**Excerpts of pointing data:**
----
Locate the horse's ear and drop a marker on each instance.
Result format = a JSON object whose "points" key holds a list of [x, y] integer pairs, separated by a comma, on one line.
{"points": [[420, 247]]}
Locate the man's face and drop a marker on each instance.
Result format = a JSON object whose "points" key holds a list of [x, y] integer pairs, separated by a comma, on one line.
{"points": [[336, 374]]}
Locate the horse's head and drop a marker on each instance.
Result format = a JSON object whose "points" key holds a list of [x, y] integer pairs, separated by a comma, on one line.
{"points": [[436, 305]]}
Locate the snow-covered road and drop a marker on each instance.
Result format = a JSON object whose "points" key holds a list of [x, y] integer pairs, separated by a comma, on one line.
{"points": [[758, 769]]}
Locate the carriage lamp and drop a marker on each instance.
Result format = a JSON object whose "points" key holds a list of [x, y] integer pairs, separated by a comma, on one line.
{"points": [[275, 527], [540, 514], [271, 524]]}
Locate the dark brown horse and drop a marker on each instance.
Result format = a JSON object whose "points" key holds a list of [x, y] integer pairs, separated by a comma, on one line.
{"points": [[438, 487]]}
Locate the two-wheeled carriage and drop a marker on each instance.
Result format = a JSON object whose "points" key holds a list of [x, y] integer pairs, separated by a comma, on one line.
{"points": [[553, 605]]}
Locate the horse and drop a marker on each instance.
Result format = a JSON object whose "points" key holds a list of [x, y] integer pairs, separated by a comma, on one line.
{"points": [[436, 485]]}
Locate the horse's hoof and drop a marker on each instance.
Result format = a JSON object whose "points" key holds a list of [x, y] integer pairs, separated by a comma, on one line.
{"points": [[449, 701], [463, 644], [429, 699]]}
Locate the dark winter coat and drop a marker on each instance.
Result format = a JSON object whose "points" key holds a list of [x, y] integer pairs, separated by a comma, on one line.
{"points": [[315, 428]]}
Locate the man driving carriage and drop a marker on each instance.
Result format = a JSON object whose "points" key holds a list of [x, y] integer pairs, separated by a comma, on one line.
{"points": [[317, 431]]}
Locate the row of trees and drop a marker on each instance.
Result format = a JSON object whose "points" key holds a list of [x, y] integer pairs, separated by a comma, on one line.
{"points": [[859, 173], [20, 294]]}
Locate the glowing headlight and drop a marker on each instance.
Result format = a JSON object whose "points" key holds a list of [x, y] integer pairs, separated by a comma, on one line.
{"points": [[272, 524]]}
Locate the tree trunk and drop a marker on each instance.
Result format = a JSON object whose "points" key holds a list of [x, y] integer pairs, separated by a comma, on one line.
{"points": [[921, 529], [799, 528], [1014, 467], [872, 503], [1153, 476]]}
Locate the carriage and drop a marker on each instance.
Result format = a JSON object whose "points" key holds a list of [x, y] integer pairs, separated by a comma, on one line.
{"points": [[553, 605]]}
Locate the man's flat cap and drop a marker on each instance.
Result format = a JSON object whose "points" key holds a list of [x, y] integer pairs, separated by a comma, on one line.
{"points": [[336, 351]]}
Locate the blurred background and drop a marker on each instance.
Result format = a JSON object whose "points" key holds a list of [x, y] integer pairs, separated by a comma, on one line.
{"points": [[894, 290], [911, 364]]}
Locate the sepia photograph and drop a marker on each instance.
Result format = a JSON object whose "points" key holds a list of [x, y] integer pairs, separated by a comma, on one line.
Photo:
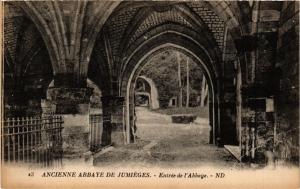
{"points": [[144, 94]]}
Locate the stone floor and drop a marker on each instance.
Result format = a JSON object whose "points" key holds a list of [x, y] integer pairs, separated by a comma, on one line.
{"points": [[163, 144]]}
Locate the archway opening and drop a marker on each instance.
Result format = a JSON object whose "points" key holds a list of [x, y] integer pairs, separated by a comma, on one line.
{"points": [[178, 77]]}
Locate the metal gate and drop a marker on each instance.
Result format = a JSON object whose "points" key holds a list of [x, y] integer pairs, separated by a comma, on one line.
{"points": [[32, 140]]}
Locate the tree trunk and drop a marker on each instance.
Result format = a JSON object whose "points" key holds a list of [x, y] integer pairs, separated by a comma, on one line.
{"points": [[179, 81], [187, 84]]}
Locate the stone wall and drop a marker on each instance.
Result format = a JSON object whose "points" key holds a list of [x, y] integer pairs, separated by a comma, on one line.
{"points": [[287, 71]]}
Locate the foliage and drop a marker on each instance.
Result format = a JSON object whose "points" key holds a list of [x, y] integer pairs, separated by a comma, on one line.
{"points": [[163, 69]]}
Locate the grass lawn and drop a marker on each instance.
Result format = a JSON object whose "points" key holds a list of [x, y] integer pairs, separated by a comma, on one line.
{"points": [[198, 111]]}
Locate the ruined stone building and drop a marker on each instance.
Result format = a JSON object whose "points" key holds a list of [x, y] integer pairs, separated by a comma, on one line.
{"points": [[57, 54]]}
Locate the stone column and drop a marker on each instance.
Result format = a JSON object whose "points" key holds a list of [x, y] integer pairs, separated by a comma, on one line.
{"points": [[113, 124], [73, 105]]}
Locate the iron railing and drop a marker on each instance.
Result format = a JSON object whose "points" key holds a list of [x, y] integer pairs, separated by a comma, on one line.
{"points": [[32, 140]]}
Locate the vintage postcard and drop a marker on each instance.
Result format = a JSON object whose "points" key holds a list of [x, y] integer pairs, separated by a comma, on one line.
{"points": [[149, 94]]}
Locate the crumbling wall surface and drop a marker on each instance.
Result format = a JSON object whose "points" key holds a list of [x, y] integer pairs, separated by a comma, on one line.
{"points": [[287, 92]]}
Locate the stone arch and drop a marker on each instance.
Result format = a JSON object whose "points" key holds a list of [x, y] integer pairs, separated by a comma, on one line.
----
Write out each entry exactly as given, but skip the pictures.

Locate the horse's ear and drop a marker on each instance.
Result format = a JSON object whose "points" key holds a list of [x, y] integer pairs, separated by a comma, on one line.
{"points": [[420, 247]]}
Locate the man's face and drop a marker on each instance.
Result format = a JSON object whose "points" key holds a list of [x, y] integer pairs, separated by a comma, on one line.
{"points": [[336, 374]]}
Locate the horse's head and drop a marker on each instance.
Result format = a JSON object whose "points" key holds a list of [x, y] integer pairs, separated by a comma, on one line.
{"points": [[436, 305]]}
Locate the snow-covered road and drop a marker on each instance.
Result format = a JSON object whose "points" key holds a list of [x, y] integer pairs, separated by a comma, on one line.
{"points": [[758, 769]]}
Locate the carriage lamp and drop a marker on each instance.
Result format = a JSON object whose "points" key holds a list of [x, y] integer pairs, separated by a comma, on one line.
{"points": [[275, 527], [540, 514], [271, 524]]}
Locate the dark brown horse and drop a marker on each instance.
Result format = a JSON object whose "points" key holds a list of [x, y] integer pairs, separated by a comma, on one line.
{"points": [[438, 487]]}
Locate the two-wheeled carriage and drop a marker on each instance.
Result format = a JSON object whose "points" key holds a list of [x, y] integer pairs, separated by a comma, on one line.
{"points": [[553, 605]]}
Locate the horse and drop a marker on each instance.
Result format = a JSON object whose "points" key holds a list of [x, y] integer pairs, separated by a comma, on one line.
{"points": [[436, 485]]}
Locate the horse's hoof and drop a marker on each instance.
Result format = a JSON object whose "points" key holds a list of [x, y] integer pairs, separated by a comma, on one line.
{"points": [[449, 701], [463, 644], [429, 699]]}
Locate the dark winter coat and drop a marker on each instance.
Result format = a JSON object whose "points" key holds a list of [x, y] integer pairs, separated by a comma, on one line.
{"points": [[315, 428]]}
Locate the man driving carriage and drop a marker on each instance.
Result format = a JSON object whose "points" key holds a list of [x, y] integer pairs, separated by a comma, on one line.
{"points": [[317, 431]]}
Locate the row of trees and drop a marker on each instance.
Result format = a JSON object whose "points" key holds a list of [x, y] integer pairs, separated by a comma, on one line.
{"points": [[859, 173], [20, 294]]}
Locate the glowing headlight and drop a marker on each instance.
Result format = a JSON object whose "points" key holds a list of [x, y] integer pairs, separated by a comma, on one line.
{"points": [[272, 524]]}
Locate the tree trunk and drop a marker on each instance.
Result format = a JSON object whose "points" key holds a list of [x, y] integer pairs, separated by a comma, on one line.
{"points": [[921, 529], [799, 528], [1014, 467], [872, 503], [1153, 476]]}
Locate the carriage and drop a marker on each instance.
Result format = a JSON object whose "points" key holds a list of [x, y] integer pairs, separated by a comma, on one line.
{"points": [[553, 605]]}
Locate the man's flat cap and drop a marker on each instance.
Result format = a JSON object whose "points" key holds a list of [x, y] integer pairs, separated by a comma, on one line.
{"points": [[336, 351]]}
Locate the blurred background and drop a marker on each instance.
Result format = a JSON object whose "points" key holds a list of [x, y] integer pairs, separated by a comma, on one line.
{"points": [[894, 290], [911, 364]]}
Locate the sepia photograph and drop a marker on each instance.
Result format = a JSON object whose "points" key holds a list of [x, y] integer pairs, separated by a comma, on one line.
Photo:
{"points": [[144, 94]]}
Locate the stone floor and drop a marker on each instance.
Result format = a JSON object whose "points" key holds a list of [x, y] integer pairs, separated by a comma, on one line.
{"points": [[163, 144]]}
Locate the archway opening and drop a marker on each instance.
Result format = a JSON object whose "points" key holds a list of [x, y] integer pairs, separated by a comma, on one line.
{"points": [[178, 77]]}
Locate the metal gate and drop a marker on each instance.
Result format = a JSON object whose "points" key holds a list of [x, y] integer pairs, separated by a comma, on one line.
{"points": [[32, 140]]}
Locate the tree trunk and drop a marker on each instance.
Result format = a JSON object whose "points" key holds a list of [x, y] integer pairs, separated by a comma, on one line.
{"points": [[179, 81], [187, 84]]}
Locate the stone wall and drop a marker on each instance.
Result format = a JSON object whose "points" key holds a list of [x, y] integer pairs, separated by a comma, on one line.
{"points": [[287, 71]]}
Locate the foliage and drop a marker on each instance.
Result format = a JSON object whose "points" key holds a list of [x, y] integer pairs, separated by a comma, on one line.
{"points": [[163, 69]]}
Locate the grass lawn and drop a marker on each instance.
Result format = a JSON object whose "points" key holds a list of [x, y] integer pairs, separated by a comma, on one line.
{"points": [[198, 111]]}
Locate the ruined stone building and drop a marker on each instance.
Result format = a JSON object whose "points" key holds a list of [x, y] integer pairs, separated by a comma, on one line.
{"points": [[57, 54]]}
Locate the stone column and drop a marker on each instance.
Result format = a JSON object whose "points" key holds a list of [x, y] integer pairs, separated by a comma, on one line.
{"points": [[113, 124], [73, 105]]}
Locate the iron railing and drop a marker on each instance.
Result format = a JSON object whose "points" key holds a list of [x, y] integer pairs, separated by a comma, on one line.
{"points": [[32, 140]]}
Locate the vintage postcard and drop a marker on each instance.
Result format = a JSON object whose "points" key holds a list of [x, y] integer pairs, separated by a comma, on one line.
{"points": [[149, 94]]}
Locate the crumbling wall surface and drop a marker on each instance.
Result format = a JSON object whose "points" key holds a list of [x, y] integer pairs, separated by a comma, on one line.
{"points": [[287, 92]]}
Locate the stone arch and drop a marker on each instance.
Result format = a JSON object whose "points" key holds a list of [x, y] integer pairs, separated by a comma, on one line.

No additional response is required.